EXTRACTED RECORDS section start

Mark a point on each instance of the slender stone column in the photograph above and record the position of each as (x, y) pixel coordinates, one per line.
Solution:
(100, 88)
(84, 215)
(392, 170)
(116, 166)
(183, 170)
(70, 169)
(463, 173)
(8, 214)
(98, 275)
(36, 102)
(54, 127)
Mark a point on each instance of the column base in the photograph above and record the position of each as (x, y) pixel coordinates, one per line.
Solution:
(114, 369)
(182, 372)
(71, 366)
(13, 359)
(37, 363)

EXTRACTED RECORDS section end

**TASK TO COMPLETE**
Go line by line through the records above and copy each one containing "pixel".

**ANSWER SECTION**
Mark a point on each instance of the slender stone column in the photograph above and record the position of each as (x, y) pixel coordinates, one per line.
Mark a point on each instance of the column base in the photograph above and record the position of each as (x, y) pixel coordinates, one per line.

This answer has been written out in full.